TASK BRIEF:
Rewrite the material below as a Markdown table with the columns Row and Line, numbering each line and leaving out blank lines. Omit the pictures.

(Point-based annotation data)
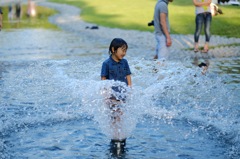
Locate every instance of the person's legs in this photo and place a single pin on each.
(199, 23)
(162, 49)
(207, 25)
(157, 46)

SOLUTION TO THIS TASK:
| Row | Line |
|---|---|
| 1 | Locate every instance of the person's legs in this photo and place a single pin on each. |
| 2 | (199, 23) |
| 3 | (162, 49) |
| 4 | (207, 25) |
| 5 | (157, 46) |